= Selected text =
Segment Open
Problem Statement
Protein language models (PLMs) have demonstrated strong generative capabilities, but steering them toward precise biochemical properties remains challenging. While existing editing techniques can shift model behavior, it is unclear which editing space—weight space or activation space—is most effective for controlling specific protein properties such as charge, hydrophobicity, aromaticity, instability, molecular weight, and isoelectric point.
Thus, the core problem is:
How can we achieve reliable, interpretable, and property-specific control over protein sequence generation using unsupervised editing methods in weight and activation spaces across multiple PLMs?
Procedure
We compared two unsupervised model-editing methods—Task Arithmetic (TA) and Sparse Autoencoders (SAE)—across three major PLMs.
Task Arithmetic performs edits directly in weight space by subtracting a non-example task vector.
SAE performs edits in activation space by activating property-aligned latent units during inference.
Segment Closed
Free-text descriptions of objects
Segment Open
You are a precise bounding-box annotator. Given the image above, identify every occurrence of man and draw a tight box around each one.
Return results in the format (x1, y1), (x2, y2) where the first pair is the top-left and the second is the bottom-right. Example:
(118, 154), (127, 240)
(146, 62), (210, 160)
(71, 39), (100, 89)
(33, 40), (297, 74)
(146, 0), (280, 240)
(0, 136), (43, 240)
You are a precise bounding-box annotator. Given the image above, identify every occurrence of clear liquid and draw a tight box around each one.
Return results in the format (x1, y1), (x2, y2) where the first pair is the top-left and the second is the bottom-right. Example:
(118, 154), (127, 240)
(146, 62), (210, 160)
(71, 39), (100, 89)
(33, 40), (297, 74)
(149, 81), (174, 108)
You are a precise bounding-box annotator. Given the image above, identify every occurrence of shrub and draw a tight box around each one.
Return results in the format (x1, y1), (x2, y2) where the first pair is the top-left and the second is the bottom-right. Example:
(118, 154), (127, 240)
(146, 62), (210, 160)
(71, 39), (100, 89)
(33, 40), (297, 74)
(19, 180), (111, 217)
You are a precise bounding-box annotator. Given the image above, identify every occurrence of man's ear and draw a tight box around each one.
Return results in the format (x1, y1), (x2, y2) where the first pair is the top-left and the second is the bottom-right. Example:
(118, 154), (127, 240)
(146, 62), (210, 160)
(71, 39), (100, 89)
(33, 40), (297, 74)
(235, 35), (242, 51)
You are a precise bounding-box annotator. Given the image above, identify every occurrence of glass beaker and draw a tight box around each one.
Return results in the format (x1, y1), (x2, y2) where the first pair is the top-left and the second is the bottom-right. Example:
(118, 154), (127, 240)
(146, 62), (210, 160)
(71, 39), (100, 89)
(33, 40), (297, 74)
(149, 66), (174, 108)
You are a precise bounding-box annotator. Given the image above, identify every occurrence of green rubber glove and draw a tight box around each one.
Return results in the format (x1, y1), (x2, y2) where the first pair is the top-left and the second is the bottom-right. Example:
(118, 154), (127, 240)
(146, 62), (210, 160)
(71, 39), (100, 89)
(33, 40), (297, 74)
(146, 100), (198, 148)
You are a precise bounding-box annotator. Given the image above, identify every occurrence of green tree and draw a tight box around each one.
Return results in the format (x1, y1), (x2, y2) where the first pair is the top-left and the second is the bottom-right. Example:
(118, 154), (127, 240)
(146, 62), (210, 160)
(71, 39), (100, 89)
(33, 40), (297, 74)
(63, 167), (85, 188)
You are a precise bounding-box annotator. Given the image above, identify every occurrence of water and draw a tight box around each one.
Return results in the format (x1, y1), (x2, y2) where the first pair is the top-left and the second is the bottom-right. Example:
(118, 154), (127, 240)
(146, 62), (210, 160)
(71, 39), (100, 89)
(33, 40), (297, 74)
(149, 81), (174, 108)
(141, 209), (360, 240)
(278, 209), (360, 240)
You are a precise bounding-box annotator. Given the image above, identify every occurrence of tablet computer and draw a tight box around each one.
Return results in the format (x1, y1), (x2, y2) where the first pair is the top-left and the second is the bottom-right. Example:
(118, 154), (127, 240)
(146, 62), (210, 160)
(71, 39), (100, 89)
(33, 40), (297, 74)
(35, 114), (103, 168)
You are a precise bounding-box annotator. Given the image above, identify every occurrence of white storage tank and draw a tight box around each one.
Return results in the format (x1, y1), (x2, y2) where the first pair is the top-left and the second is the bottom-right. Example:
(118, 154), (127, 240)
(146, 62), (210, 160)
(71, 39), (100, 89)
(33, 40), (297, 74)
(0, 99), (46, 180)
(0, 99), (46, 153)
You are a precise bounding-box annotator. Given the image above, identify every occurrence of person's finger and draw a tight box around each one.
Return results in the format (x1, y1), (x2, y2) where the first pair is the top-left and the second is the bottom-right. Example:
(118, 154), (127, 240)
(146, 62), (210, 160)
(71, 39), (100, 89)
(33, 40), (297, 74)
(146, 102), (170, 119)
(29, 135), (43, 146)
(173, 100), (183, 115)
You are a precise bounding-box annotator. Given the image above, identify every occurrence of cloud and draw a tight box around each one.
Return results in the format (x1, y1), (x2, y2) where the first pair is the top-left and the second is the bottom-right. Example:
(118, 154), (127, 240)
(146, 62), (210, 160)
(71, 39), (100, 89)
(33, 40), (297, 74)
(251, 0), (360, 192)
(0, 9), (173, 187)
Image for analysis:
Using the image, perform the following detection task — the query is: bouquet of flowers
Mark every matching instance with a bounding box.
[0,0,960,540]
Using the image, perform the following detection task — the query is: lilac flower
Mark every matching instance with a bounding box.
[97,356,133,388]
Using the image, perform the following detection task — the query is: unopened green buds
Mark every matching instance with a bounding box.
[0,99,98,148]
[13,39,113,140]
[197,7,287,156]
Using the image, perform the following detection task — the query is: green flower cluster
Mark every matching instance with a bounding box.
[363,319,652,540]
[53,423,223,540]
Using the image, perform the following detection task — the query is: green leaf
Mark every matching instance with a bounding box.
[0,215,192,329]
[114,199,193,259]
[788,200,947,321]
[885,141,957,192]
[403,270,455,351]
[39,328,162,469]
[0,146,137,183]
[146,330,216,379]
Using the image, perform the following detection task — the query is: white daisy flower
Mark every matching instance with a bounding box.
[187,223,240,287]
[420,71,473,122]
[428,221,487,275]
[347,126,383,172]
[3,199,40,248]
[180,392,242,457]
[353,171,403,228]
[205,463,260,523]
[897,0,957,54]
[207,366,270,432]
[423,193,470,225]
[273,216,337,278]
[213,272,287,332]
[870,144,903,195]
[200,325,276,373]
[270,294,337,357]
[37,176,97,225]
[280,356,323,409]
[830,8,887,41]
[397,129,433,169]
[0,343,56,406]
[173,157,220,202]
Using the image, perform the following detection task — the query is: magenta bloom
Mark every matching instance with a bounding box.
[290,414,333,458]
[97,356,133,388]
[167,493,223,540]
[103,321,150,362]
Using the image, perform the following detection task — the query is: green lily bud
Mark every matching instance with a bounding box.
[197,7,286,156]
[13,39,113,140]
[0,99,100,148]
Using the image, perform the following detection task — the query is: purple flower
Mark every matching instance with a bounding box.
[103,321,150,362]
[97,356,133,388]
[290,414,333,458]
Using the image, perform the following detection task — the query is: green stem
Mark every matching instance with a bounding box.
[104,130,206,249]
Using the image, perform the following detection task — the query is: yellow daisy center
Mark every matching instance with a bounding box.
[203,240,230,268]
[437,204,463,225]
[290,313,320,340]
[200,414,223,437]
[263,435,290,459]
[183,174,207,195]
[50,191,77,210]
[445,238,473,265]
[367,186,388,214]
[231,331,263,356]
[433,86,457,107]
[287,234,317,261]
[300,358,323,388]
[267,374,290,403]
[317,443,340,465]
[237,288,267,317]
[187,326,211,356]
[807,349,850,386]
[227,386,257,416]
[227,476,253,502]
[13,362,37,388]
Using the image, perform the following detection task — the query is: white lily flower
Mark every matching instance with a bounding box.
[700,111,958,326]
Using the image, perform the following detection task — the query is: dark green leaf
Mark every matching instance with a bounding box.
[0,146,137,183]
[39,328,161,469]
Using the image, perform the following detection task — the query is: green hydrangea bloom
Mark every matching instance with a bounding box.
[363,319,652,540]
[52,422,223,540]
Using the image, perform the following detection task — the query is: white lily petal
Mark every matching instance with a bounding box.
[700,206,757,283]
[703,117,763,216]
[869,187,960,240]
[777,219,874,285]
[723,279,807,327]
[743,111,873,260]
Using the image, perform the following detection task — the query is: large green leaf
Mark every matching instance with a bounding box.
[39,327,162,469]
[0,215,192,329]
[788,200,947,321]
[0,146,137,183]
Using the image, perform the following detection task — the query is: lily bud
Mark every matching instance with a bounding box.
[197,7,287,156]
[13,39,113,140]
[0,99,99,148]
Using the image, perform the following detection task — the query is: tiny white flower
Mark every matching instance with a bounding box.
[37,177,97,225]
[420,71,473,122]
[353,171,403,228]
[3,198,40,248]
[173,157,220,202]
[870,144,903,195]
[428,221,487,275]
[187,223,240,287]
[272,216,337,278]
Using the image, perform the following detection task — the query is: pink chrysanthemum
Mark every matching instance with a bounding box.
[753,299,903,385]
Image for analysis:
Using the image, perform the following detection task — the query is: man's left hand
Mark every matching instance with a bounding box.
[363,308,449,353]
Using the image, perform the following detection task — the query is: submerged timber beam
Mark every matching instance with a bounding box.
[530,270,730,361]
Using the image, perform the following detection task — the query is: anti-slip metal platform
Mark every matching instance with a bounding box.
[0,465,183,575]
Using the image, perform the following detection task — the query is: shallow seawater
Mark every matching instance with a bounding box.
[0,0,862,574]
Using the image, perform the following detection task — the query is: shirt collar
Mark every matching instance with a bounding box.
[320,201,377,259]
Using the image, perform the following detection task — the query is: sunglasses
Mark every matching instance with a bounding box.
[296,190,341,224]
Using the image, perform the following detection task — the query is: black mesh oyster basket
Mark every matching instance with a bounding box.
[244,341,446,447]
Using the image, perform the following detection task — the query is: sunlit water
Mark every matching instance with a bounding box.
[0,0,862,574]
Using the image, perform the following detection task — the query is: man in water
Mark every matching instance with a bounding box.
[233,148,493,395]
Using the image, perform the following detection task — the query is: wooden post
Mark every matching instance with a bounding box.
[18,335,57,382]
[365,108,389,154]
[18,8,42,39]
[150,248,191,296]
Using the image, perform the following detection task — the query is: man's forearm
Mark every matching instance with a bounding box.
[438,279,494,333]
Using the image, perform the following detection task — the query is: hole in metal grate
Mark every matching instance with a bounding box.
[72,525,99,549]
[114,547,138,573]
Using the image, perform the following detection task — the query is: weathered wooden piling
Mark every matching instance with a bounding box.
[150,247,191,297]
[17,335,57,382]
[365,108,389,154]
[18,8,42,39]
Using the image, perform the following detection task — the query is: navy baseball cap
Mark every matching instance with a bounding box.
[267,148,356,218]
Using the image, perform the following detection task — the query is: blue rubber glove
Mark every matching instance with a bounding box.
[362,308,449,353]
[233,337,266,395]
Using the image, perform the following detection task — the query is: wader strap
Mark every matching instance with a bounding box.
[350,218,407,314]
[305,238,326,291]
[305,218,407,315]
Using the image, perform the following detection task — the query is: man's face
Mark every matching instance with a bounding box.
Segment Closed
= Problems and tasks =
**1)** Please update the PLM editing text starting with "Task Arithmetic performs" and going on through "units during inference.", using "sampling" wherever "inference" stands.
**2)** For each statement below, answer yes or no according to the PLM editing text, and quote the words that decide it. (a) Task Arithmetic makes its edits in activation space. (b) The two editing methods were compared across three major PLMs. (c) Isoelectric point is one of the protein properties named.
You won't need the records for this work.

= Activity answers =
**1)**
Task Arithmetic performs edits directly in weight space by subtracting a non-example task vector.
SAE performs edits in activation space by activating property-aligned latent units during sampling.

**2)**
(a) No: "Task Arithmetic performs edits directly in weight space by subtracting a non-example task vector."
(b) Yes: "across three major PLMs"
(c) Yes: "molecular weight, and isoelectric point"